▶ PROMPT: Nothing but a number should be given: how many lines of the records include "thumbprint"?

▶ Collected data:

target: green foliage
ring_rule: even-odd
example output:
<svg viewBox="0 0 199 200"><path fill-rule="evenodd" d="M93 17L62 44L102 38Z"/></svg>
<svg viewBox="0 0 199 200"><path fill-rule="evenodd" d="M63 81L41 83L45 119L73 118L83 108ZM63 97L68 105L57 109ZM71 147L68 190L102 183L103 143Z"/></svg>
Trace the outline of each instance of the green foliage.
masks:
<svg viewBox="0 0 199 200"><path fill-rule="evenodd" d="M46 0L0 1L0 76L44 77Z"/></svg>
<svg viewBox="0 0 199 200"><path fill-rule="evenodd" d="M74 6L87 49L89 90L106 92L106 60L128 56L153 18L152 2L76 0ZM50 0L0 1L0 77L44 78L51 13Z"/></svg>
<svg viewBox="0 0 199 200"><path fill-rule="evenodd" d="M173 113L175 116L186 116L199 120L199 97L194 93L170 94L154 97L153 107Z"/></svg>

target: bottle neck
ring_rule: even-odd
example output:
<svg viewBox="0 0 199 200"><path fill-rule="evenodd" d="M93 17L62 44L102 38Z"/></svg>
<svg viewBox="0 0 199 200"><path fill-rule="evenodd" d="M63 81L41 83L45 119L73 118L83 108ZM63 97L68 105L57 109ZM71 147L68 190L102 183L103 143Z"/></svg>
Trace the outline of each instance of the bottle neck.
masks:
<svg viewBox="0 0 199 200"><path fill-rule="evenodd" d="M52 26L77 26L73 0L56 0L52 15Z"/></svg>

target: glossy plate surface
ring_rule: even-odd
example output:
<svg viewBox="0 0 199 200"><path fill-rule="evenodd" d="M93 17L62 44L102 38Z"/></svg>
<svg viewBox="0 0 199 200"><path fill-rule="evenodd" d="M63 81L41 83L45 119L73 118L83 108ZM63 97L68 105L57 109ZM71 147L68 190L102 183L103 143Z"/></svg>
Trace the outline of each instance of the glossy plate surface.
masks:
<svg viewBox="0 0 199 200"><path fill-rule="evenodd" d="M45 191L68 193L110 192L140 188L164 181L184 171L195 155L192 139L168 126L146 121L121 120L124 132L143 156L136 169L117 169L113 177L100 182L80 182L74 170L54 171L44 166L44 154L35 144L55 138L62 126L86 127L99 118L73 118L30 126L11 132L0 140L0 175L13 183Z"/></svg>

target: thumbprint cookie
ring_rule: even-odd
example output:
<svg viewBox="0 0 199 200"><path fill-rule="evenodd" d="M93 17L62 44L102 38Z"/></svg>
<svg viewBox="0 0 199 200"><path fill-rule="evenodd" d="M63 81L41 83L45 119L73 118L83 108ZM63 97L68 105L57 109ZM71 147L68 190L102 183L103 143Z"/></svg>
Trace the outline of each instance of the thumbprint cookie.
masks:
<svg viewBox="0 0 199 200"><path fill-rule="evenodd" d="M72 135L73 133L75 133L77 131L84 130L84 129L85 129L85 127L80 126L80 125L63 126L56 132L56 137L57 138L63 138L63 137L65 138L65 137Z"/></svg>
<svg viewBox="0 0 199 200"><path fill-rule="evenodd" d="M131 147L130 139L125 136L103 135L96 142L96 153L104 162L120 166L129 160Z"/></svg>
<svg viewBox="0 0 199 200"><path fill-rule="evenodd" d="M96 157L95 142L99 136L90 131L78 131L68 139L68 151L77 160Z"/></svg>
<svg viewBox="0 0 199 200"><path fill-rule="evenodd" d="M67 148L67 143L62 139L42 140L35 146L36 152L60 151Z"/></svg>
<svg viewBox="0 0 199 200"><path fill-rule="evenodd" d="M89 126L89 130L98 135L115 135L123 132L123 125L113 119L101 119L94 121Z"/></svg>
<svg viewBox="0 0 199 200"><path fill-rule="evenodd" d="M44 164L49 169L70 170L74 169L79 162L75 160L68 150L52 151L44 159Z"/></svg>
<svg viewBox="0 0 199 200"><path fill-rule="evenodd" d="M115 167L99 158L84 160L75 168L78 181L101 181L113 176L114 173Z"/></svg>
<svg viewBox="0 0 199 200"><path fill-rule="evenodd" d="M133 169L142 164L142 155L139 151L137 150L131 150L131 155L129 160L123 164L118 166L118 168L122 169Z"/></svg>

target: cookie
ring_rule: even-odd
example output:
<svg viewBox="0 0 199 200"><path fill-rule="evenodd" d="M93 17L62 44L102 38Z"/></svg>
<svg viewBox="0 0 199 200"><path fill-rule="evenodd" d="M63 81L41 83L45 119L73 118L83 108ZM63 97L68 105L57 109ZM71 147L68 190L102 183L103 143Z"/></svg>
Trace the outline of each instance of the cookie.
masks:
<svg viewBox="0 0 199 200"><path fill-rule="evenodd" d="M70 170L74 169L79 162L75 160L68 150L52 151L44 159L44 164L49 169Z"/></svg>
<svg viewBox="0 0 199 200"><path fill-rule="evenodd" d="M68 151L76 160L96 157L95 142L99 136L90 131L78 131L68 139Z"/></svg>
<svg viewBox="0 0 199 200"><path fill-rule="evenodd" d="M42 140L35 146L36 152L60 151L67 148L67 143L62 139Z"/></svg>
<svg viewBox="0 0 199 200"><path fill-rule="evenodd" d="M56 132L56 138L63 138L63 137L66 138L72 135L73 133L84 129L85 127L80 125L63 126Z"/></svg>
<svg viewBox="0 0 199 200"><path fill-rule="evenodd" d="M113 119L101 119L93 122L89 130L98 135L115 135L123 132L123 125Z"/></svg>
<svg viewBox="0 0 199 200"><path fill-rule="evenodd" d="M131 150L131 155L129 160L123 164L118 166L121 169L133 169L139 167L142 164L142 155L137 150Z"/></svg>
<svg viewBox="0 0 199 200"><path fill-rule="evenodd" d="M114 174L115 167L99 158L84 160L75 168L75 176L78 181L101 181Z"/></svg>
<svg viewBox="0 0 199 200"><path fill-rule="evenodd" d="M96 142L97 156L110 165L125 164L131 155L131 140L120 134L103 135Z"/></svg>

...

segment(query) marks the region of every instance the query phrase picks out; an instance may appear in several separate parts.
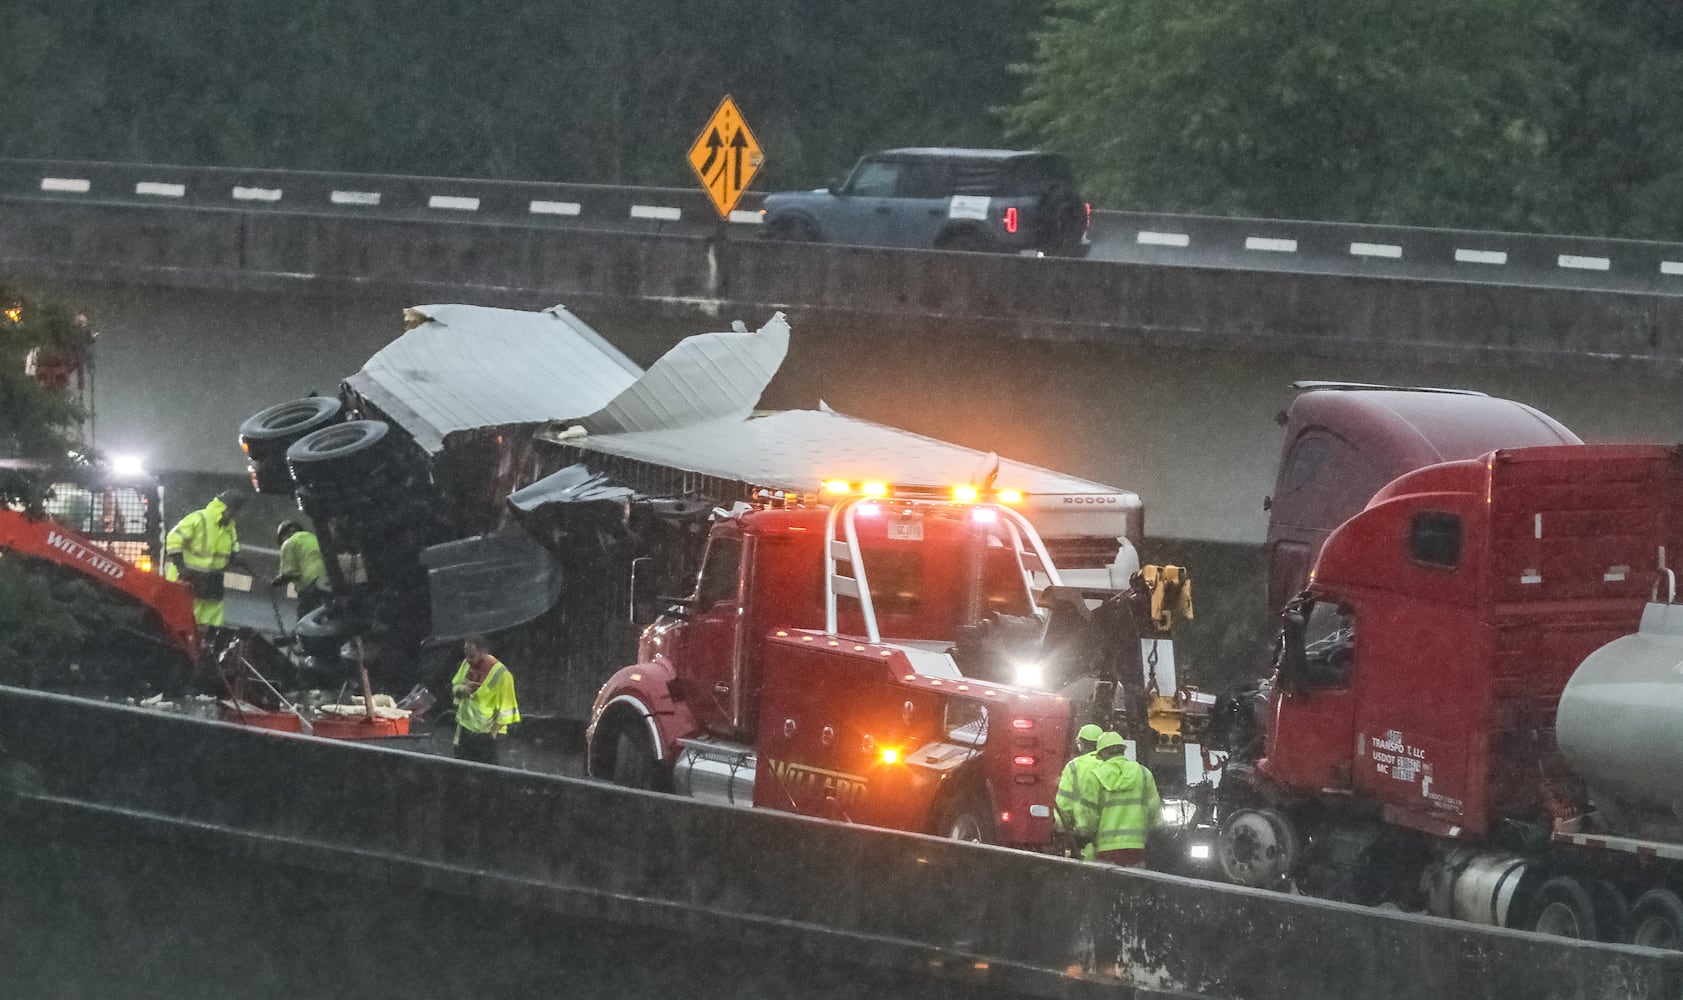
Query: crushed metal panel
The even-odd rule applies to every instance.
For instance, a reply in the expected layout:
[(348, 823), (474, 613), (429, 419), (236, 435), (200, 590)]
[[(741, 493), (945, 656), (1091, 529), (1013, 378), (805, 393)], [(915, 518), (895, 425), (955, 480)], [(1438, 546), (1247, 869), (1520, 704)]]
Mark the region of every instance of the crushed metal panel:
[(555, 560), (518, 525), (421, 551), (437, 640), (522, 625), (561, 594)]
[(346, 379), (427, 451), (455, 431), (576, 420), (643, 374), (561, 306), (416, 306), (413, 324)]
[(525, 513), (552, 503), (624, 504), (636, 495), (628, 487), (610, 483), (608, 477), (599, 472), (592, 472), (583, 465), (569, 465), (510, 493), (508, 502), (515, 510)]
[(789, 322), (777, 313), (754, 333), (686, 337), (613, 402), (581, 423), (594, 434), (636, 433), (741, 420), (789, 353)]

▶ ANSWER SPACE: 2